** Start of Source excerpt **
In 2011, there were no significant changes in interest on long-term debt as compared to 2010.
Other Interest
In 2012, other interest increased $868,000 (742%) due to the accrual of interest expense relating to a tax assessment issued to Delta Resources by the Kentucky Department of Revenue (as further discussed in Note 13 of the Notes to Consolidated Financial Statements).
In 2011, there were no significant changes in other interest as compared to 2010.
Income Tax Expense
In 2012, income tax expense decreased $502,000 (13%) due to a decrease in net income before income taxes. There were no significant changes in our effective tax rate for 2012 as compared to 2011.
In 2011, income tax expense increased $568,000 (18%) due to an increase in net income before income taxes. There were no significant changes in our effective tax rate for 2011 as compared to 2010.
Basic and Diluted Earnings Per Common Share
For 2012 and 2011, our basic and diluted earnings per common share changed as a result of changes in net income and an increase in the number of our common shares outstanding. We increased our number of common shares outstanding as a result of shares issued through our dividend reinvestment and stock purchase plan as well as those awarded through our incentive compensation plan. Our computation of basic and diluted earnings per share is set forth in Note 11 of the Notes to Consolidated Financial Statements.
27
Under our Incentive Compensation Plan, recipients of performance share awards receive unvested non-participating shares, as further discussed in Note 18 of the Notes to Consolidated Financial Statements. Unvested non-participating shares become dilutive in the interim quarter-end in which the performance objective is met. If the performance objective continues to be met through the end of the performance period, these shares become unvested participating shares as of the fiscal year-end. The weighted average number of unvested non-participating shares outstanding during a period is included in the diluted earnings per common share calculation using the treasury stock method, unless the effect of including such shares would be antidilutive.
** End of Source excerpt **
(Task set)
A) In the financial report excerpt, by how much did other interest increase in 2012?
B) Transcribe the financial report excerpt word for word, starting at "In 2011, income" and ending at "11 of the Notes to Consolidated Financial Statements.".
C) Go on with the financial report excerpt on interest, income taxes and earnings per share from the point where it stops.
** Start of Supplied material **
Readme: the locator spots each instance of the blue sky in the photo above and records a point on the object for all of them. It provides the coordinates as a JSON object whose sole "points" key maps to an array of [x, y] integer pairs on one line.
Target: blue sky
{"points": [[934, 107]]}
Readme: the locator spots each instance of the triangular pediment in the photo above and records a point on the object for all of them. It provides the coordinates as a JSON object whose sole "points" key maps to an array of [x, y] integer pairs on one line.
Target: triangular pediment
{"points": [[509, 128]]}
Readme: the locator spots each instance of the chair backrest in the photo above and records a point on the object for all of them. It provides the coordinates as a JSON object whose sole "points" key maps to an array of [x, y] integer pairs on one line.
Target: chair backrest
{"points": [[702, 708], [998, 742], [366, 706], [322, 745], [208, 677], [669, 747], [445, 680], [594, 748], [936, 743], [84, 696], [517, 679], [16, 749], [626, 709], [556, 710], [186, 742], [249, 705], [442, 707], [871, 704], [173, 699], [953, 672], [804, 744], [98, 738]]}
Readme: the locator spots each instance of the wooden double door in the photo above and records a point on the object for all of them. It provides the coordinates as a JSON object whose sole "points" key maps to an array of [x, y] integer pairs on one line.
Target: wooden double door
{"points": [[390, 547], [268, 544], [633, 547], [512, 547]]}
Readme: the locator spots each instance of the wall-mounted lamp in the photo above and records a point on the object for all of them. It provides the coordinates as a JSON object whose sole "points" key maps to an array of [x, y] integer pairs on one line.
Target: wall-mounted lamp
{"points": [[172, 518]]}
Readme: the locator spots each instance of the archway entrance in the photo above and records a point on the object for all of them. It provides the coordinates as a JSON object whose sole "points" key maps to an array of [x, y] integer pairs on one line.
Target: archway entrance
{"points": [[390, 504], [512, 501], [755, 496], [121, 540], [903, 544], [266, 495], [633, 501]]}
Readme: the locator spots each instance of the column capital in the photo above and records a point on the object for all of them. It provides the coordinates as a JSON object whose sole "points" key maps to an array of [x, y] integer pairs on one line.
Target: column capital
** End of Supplied material **
(Set of answers)
A) $868,000 (742%)

B)
In 2011, income tax expense increased $568,000 (18%) due to an increase in net income before income taxes. There were no significant changes in our effective tax rate for 2011 as compared to 2010.
Basic and Diluted Earnings Per Common Share
For 2012 and 2011, our basic and diluted earnings per common share changed as a result of changes in net income and an increase in the number of our common shares outstanding. We increased our number of common shares outstanding as a result of shares issued through our dividend reinvestment and stock purchase plan as well as those awarded through our incentive compensation plan. Our computation of basic and diluted earnings per share is set forth in Note 11 of the Notes to Consolidated Financial Statements.

C)
Certain unvested awards under our shareholder approved incentive compensation plan, as further discussed in Note 18 of the Notes to Consolidated Financial Statements, provide the recipients of the awards all the rights of a shareholder of Delta Natural Gas Company, Inc. including a right to dividends declared on common shares. Any unvested shares which are participating in dividends are considered participating securities and are included in our computation of basic and diluted earnings per share using the two-class method unless the effect of including such shares would be antidilutive. There were 48,000 and 32,000 unvested participating shares outstanding as of June 30, 2012 and 2011, respectively. There were no unvested participating shares outstanding as of June 30, 2010.
In accordance with the provisions of our incentive compensation plan, all unvested shares have been adjusted for the two-for-one stock split distributed in May, 2012, as further discussed in Note 17 of the Notes to Consolidated Financial Statements.
Item 7A. Quantitative and Qualitative Disclosures About Market Risk
We purchase our natural gas supply through a combination of spot market gas purchases and forward gas purchases. The price of spot market gas is based on the market price at the time of delivery. The price we pay for our natural gas supply acquired under our forward natural gas purchase contracts, however, is fixed prior to the delivery of the gas. Additionally, we inject some of our natural gas purchases into gas storage facilities in the non-heating months and withdraw this natural gas from storage for delivery to customers during the heating months. For our regulated segment, we have minimal price risk resulting from these forward gas purchase and storage arrangements because we are permitted to pass these gas costs on to our regulated customers through the gas cost recovery rate mechanism, approved quarterly by the Kentucky Public Service Commission.
Price risk for the non-regulated business is mitigated by efforts to balance supply and demand. However, there are greater risks in the non-regulated segment because of the practical limitations on the ability to perfectly predict demand. In addition, we are exposed to changes in the market price of natural gas on uncommitted natural gas inventory of our non-regulated companies.
None of our gas contracts are accounted for using the fair value method of accounting. While some of our gas purchase and gas sales contracts meet the definition of a derivative, we have designated these contracts as normal purchases and normal sales. As of June 30, 2012, we had forward purchase contracts totaling $391,000 that have various terms with the last contract expiring in December, 2012. These forward purchase contracts are at a fixed price and not impacted by changes in the market price of natural gas.
When we have a balance outstanding on our variable rate bank line of credit, we are exposed to risk resulting from changes in interest rates. The interest rate on our bank line of credit with Branch Banking and Trust Company is benchmarked to the monthly London Interbank Offered Rate. There were no borrowings outstanding on our bank line of credit as of June 30, 2012 or June 30, 2011. The weighted average interest rate on our bank line of credit was 1.4% and 1.8% as of June 30, 2012 and June 30, 2011, respectively. Based on the average borrowings on our bank line of credit during 2012, a 1% (one hundred basis points) increase in our average interest rate would have resulted in a $21,000 decrease in our annual pre-tax net income.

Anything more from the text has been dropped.